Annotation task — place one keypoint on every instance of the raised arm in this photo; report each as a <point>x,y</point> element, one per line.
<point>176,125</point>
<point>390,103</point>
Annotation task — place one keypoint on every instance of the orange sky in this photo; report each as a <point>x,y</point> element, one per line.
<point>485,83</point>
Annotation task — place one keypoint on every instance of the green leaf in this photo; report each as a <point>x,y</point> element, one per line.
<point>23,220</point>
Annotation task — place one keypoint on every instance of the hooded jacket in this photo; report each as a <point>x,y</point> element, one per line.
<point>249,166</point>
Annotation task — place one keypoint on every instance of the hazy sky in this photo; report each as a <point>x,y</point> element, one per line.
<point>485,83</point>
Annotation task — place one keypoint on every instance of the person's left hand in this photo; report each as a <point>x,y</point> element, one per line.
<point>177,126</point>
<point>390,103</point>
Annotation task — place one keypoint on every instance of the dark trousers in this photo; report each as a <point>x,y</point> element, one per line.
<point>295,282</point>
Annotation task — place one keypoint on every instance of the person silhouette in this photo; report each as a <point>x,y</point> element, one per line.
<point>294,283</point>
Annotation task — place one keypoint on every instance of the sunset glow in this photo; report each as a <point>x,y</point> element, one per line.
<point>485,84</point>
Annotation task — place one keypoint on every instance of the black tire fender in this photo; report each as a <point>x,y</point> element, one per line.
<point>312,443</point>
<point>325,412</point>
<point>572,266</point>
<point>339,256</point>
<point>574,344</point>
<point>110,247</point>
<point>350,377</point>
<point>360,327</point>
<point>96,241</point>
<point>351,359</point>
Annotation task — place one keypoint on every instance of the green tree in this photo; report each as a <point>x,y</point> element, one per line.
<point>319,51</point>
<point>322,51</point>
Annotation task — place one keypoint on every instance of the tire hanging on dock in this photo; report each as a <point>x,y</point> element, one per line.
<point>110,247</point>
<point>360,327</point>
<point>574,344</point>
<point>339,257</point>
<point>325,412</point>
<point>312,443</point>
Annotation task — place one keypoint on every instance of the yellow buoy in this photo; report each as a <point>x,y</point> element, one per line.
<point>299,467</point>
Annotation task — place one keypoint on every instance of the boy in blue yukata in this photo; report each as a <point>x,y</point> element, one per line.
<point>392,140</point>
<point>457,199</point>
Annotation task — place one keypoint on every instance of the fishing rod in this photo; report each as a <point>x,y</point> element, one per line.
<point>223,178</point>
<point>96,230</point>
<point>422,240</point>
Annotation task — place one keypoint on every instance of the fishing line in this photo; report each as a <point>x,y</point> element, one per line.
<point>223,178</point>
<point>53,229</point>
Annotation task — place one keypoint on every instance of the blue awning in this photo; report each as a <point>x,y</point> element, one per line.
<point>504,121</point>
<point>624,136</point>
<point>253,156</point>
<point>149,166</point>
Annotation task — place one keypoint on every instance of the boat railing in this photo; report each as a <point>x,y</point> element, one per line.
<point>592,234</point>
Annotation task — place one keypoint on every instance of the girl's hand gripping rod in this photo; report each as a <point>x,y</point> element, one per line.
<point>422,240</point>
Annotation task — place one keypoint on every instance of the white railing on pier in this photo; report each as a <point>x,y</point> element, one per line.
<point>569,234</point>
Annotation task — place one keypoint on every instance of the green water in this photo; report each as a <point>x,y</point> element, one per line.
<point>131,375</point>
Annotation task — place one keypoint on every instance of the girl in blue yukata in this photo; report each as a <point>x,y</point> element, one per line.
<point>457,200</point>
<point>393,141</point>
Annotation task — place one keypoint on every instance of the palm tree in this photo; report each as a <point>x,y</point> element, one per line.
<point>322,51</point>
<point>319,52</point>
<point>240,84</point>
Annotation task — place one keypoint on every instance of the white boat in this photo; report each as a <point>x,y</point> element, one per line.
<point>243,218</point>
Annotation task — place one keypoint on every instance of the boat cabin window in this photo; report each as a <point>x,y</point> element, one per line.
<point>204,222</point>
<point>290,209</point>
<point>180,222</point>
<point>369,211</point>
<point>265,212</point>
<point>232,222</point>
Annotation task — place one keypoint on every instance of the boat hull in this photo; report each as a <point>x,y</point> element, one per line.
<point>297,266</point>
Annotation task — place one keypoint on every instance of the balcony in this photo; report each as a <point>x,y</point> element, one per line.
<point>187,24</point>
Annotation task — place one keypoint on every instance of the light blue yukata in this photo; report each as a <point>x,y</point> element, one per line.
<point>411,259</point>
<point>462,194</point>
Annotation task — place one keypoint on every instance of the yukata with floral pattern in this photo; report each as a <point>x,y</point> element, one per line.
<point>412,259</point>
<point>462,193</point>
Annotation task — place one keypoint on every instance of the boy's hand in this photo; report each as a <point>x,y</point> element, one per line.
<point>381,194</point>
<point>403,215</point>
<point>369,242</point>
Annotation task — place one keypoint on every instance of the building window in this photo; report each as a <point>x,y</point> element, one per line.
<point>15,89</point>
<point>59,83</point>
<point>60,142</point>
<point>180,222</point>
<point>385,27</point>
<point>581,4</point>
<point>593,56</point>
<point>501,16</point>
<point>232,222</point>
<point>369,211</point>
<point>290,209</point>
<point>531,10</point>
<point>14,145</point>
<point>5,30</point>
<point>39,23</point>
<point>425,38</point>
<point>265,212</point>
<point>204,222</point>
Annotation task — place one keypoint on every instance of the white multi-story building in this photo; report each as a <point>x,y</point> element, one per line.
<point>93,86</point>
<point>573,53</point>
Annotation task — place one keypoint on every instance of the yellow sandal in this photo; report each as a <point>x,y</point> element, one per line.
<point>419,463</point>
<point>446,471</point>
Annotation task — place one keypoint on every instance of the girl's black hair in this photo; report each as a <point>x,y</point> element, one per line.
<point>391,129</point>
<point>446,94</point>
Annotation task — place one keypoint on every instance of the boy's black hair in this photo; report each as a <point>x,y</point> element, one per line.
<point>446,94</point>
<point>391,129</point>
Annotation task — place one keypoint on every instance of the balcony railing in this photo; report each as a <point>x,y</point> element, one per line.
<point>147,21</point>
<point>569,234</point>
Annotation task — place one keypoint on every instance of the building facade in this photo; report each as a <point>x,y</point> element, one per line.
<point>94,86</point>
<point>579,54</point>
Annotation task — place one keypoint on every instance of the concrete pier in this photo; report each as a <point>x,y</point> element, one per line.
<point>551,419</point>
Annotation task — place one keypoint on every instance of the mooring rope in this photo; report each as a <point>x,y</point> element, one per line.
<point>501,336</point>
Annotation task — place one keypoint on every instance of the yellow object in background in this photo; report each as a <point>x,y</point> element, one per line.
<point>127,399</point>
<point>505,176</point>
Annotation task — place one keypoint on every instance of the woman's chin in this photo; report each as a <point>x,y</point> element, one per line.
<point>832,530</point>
☆ ☆ ☆ ☆ ☆
• _Short task_:
Please rewrite these rows with "keypoint" substituted by "marker" throughout, leaving everything else unchanged.

• _Task response_:
Annotation task — place one marker on every instance of the raised arm in this photo; report each as a <point>x,y</point> element, one per line.
<point>176,125</point>
<point>390,103</point>
Annotation task — place one marker on every instance of the orange sky in this photo; report each as a <point>x,y</point> element, one per line.
<point>485,83</point>
Annotation task — place one marker on every instance of the green leaf in this photo; report each as a <point>x,y</point> element, one per line.
<point>23,220</point>
Annotation task — place one marker on every instance of the hooded jacket in this photo; report each as a <point>x,y</point> element, one per line.
<point>249,166</point>
Annotation task — place one marker on every instance of the hazy sky in this photo; report each as a <point>x,y</point> element, one per line.
<point>485,83</point>
Annotation task — place one marker on every instance of the person's left hand in this photo; report each as a <point>x,y</point> element, one per line.
<point>177,126</point>
<point>390,103</point>
Annotation task — place one marker on every instance of the dark trousers in this photo; report each as a <point>x,y</point> element, one per line.
<point>295,282</point>
Annotation task — place one marker on every instance of the person silhouette in this photo; report each as a <point>x,y</point> element, one per line.
<point>294,283</point>
Annotation task — place one marker on every instance of the sunset glow in this photo; report each as a <point>x,y</point> element, one per line.
<point>485,84</point>
Annotation task — place one marker on every instance of the black tire fender in this photo; report each as a <point>x,y</point> element, one per line.
<point>312,443</point>
<point>325,412</point>
<point>572,266</point>
<point>339,256</point>
<point>574,344</point>
<point>110,247</point>
<point>350,377</point>
<point>360,327</point>
<point>96,241</point>
<point>351,359</point>
Annotation task — place one marker on every instance of the green tree in this photo; report each as a <point>x,y</point> element, one per line.
<point>319,51</point>
<point>322,51</point>
Annotation task — place one marker on every instance of the tire hanging on dock in this photo; report each as a <point>x,y</point> element, one per line.
<point>110,247</point>
<point>360,327</point>
<point>574,344</point>
<point>339,257</point>
<point>325,412</point>
<point>312,443</point>
Annotation task — place one marker on every instance of the yellow buoy in this photo; report each as a <point>x,y</point> element, one per line.
<point>299,467</point>
Annotation task — place one marker on every instance of the boy in blue yukata in this photo; report each as a <point>x,y</point> element, one per line.
<point>392,140</point>
<point>457,199</point>
Annotation task — place one marker on every instance of the fishing rod in this photo; report each as a <point>x,y</point> element, one per line.
<point>223,178</point>
<point>96,230</point>
<point>422,240</point>
Annotation task — place one marker on every instance of the fishing line in this photo; report each as a <point>x,y</point> element, one per line.
<point>223,178</point>
<point>53,229</point>
Annotation task — place one marker on every instance of the blue awning in this photo; report each as a <point>x,y</point> element, one per line.
<point>504,121</point>
<point>624,136</point>
<point>253,156</point>
<point>149,166</point>
Annotation task — place one marker on every instance of the boat railing in this photo; report each as a <point>x,y</point> element, one per line.
<point>592,234</point>
Annotation task — place one marker on every instance of the girl's hand gripping rod in this photo; report each as a <point>x,y</point> element, one per line.
<point>422,240</point>
Annotation task — place one marker on every instance of the white railing on pier in this photo; report each as a <point>x,y</point> element, one per line.
<point>569,234</point>
Annotation task — place one marker on every instance of the green water in this photo; report each as a <point>x,y</point> element, one per line.
<point>131,375</point>
Annotation task — place one marker on every instance of the girl in blue yukata in this photo; report each as a <point>x,y</point> element, one per line.
<point>457,200</point>
<point>393,141</point>
Annotation task — place one marker on every instance of the palm tree in this photo; report each as a <point>x,y</point> element, one per line.
<point>322,51</point>
<point>319,52</point>
<point>240,84</point>
Annotation task — place one marker on every instance of the white boat in this photo; report each as a <point>x,y</point> element, one per line.
<point>243,218</point>
Annotation task — place one marker on every instance of the boat cabin window in this photo; report each as a <point>x,y</point> element, one per line.
<point>204,222</point>
<point>290,209</point>
<point>180,222</point>
<point>369,211</point>
<point>265,212</point>
<point>232,222</point>
Annotation task — place one marker on every instance of the boat hull in this photo; report each as a <point>x,y</point> element, one per line.
<point>297,266</point>
Annotation task — place one marker on every instance of the balcony in this photo; report each as a <point>x,y</point> element, one per line.
<point>187,24</point>
Annotation task — place one marker on every instance of the light blue yukata in this photo; report each as a <point>x,y</point> element, one per line.
<point>411,259</point>
<point>462,194</point>
Annotation task — place one marker on every instance of the yukata with floral pattern in this photo; report each as a <point>x,y</point> element, one per line.
<point>412,259</point>
<point>462,193</point>
Annotation task — place one marker on every instance of the boy's hand in this photo; report each as a <point>x,y</point> element, one per line.
<point>381,194</point>
<point>403,215</point>
<point>369,242</point>
Annotation task — place one marker on every instance of the building window in this photo; report each as a <point>x,y</point> element, one per line.
<point>15,89</point>
<point>59,83</point>
<point>60,142</point>
<point>180,222</point>
<point>385,27</point>
<point>581,4</point>
<point>593,56</point>
<point>501,16</point>
<point>232,222</point>
<point>369,211</point>
<point>290,209</point>
<point>531,10</point>
<point>14,145</point>
<point>5,30</point>
<point>39,23</point>
<point>425,38</point>
<point>265,212</point>
<point>204,222</point>
Annotation task — place one marker on every instance of the white multi-story building in this photo; report each as a <point>x,y</point> element, one per line.
<point>93,86</point>
<point>573,53</point>
Annotation task — place one marker on every instance of the yellow sandal in this photo; report each as a <point>x,y</point> element, one per line.
<point>419,463</point>
<point>446,471</point>
Annotation task — place one marker on every instance of the girl's black hair in this photo; report each as a <point>x,y</point> element, one per line.
<point>391,129</point>
<point>446,94</point>
Annotation task — place one marker on every instance of the boy's black hair in this photo; report each as a <point>x,y</point> element, one per line.
<point>446,94</point>
<point>391,129</point>
Annotation task — place one marker on every instance of the balcony railing in this photo; report each as a <point>x,y</point> element, one per line.
<point>147,21</point>
<point>569,234</point>
Annotation task — place one marker on every instance of the building facade in this photo; report each as a <point>x,y</point> element, one per line.
<point>94,86</point>
<point>579,54</point>
Annotation task — place one marker on every instance of the concrete pier in this photo; report each as a <point>x,y</point> element, one per line.
<point>551,419</point>
Annotation task — place one marker on every instance of the mooring rope in this photo; report each as a <point>x,y</point> element, one per line.
<point>501,336</point>
Annotation task — place one marker on every instance of the yellow object in background in this photo; report each as a <point>x,y</point> element, one per line.
<point>127,399</point>
<point>505,176</point>
Annotation task — place one marker on every instance of the woman's chin in this photo; report each as a <point>x,y</point> element, one per line.
<point>832,530</point>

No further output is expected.